──────── Dataset records
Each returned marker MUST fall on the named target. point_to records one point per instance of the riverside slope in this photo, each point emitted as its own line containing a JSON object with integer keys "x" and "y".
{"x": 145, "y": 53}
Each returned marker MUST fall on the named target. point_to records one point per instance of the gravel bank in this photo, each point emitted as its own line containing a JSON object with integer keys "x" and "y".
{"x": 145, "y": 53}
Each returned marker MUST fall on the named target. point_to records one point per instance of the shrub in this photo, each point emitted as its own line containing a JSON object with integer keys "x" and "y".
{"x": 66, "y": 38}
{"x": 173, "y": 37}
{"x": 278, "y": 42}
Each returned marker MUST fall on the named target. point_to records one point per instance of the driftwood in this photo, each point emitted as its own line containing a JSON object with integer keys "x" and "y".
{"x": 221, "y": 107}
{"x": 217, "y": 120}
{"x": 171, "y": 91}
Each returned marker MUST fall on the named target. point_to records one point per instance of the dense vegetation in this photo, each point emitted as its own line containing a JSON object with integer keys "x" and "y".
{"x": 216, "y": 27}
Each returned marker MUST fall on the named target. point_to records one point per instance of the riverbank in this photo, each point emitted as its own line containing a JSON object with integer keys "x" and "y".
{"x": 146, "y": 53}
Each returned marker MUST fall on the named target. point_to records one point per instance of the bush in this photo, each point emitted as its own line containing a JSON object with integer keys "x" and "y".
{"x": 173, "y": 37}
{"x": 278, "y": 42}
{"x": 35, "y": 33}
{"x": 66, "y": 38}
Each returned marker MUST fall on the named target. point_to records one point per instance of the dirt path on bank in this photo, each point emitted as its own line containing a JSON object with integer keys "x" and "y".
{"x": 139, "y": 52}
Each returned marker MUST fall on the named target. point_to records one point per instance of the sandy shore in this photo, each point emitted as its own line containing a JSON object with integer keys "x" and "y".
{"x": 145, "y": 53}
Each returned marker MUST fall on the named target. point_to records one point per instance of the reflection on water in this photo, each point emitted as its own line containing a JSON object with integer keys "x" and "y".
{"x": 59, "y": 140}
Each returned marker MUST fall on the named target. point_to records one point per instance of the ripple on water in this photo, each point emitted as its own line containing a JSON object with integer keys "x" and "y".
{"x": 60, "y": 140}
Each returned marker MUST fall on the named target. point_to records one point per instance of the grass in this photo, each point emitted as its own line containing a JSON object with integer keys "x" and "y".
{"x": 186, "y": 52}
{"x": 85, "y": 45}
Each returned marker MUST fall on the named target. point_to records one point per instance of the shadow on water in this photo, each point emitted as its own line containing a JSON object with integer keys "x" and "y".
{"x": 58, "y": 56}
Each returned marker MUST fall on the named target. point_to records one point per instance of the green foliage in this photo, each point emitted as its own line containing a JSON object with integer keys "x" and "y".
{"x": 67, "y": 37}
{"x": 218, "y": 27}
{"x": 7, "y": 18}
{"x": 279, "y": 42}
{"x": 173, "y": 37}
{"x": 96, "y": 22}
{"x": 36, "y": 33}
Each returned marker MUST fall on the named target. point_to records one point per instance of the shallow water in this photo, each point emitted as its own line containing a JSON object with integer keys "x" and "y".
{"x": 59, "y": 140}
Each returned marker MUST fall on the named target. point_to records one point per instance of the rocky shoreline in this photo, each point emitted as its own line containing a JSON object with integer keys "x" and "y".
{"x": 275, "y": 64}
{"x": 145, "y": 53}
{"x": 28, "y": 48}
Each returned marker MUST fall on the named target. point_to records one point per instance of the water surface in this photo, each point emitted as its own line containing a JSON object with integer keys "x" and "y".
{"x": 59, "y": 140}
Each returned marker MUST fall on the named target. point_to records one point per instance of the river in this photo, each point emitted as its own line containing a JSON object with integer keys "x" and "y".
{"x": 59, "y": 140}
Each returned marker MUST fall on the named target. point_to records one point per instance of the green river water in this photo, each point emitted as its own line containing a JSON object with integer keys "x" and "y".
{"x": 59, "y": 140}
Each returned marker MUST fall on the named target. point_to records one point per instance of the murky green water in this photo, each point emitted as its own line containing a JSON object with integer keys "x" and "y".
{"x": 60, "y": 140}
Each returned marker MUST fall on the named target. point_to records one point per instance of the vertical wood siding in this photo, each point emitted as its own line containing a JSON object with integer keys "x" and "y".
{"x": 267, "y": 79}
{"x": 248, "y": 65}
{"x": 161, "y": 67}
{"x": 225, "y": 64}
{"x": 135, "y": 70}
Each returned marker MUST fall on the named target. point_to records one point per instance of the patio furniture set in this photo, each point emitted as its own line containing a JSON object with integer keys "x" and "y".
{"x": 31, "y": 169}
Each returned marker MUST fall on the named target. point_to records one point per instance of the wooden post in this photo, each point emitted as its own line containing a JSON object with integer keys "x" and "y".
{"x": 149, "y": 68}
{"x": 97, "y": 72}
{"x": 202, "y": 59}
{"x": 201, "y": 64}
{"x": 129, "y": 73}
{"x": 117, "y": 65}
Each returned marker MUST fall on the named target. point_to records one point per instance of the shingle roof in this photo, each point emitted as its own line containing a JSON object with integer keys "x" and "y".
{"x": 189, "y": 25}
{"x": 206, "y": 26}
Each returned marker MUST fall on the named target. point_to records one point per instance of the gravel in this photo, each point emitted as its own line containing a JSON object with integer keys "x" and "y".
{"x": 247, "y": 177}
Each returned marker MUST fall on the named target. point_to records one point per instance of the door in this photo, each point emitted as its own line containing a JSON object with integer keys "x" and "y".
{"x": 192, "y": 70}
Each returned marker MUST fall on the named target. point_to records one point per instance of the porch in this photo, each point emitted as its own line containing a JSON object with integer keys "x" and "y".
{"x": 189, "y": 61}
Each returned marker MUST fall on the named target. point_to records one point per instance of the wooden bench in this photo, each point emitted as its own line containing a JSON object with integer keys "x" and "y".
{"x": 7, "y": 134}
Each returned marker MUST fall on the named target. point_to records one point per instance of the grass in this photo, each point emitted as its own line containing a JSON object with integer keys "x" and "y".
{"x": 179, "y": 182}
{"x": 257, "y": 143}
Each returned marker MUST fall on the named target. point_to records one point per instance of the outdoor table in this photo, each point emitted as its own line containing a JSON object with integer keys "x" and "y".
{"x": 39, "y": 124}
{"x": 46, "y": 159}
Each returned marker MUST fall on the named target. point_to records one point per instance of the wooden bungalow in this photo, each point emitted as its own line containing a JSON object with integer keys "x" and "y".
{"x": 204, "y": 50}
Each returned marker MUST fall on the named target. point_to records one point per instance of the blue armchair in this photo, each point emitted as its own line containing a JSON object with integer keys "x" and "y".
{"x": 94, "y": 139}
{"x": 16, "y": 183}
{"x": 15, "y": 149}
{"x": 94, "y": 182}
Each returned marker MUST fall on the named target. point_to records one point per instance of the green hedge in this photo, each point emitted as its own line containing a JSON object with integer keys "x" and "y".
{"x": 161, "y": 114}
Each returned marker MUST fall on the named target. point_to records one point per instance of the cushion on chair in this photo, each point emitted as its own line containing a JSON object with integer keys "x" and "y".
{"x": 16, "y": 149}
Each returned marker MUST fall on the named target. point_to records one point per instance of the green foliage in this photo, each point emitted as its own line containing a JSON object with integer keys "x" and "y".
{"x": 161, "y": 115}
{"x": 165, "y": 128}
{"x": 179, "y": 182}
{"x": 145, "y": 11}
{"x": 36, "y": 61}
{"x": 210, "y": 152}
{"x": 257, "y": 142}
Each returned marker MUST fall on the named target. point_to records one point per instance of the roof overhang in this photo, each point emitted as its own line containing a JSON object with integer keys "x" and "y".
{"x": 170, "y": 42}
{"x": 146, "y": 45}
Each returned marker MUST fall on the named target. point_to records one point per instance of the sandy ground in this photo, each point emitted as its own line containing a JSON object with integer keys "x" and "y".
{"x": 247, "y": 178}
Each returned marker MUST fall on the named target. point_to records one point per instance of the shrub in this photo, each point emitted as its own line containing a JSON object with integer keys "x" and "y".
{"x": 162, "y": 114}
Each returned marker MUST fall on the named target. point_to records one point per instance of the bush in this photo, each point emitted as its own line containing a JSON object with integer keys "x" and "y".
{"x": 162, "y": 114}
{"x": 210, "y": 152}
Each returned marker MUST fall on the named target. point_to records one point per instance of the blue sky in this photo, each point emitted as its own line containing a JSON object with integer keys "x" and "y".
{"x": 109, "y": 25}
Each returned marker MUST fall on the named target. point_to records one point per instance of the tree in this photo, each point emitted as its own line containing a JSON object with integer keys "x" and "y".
────────────────
What you need to do - Everything from the line containing "the sandy ground" through the last line of the records must be given again exactly; leave out all other lines.

Answer -
Each returned marker MUST fall on the named target. point_to records one point per instance of the sandy ground in this photo, each point emitted as its own line containing a JSON object with integer keys "x" and "y".
{"x": 247, "y": 178}
Each returned marker MUST fall on the named target. point_to records one point per instance of the shrub in this photo, each point emitted as its own line containing a JSON object with integer keys "x" and "y".
{"x": 162, "y": 114}
Each returned marker MUST fall on the named target. point_to records one point per instance of the bush in this photo, each point emitted as its own line containing a JSON object with integer keys "x" and "y".
{"x": 162, "y": 114}
{"x": 210, "y": 152}
Each returned marker MUST fall on the named target. point_to records one point per instance of the blue sky in this photo, each point emitted as its own line containing a JSON object with integer keys "x" and "y".
{"x": 109, "y": 25}
Each returned marker MUST fall on the named target. point_to records one point per instance of the tree in this photo, each point emitted as its own line containing a JSON object with integer keys "x" and "y".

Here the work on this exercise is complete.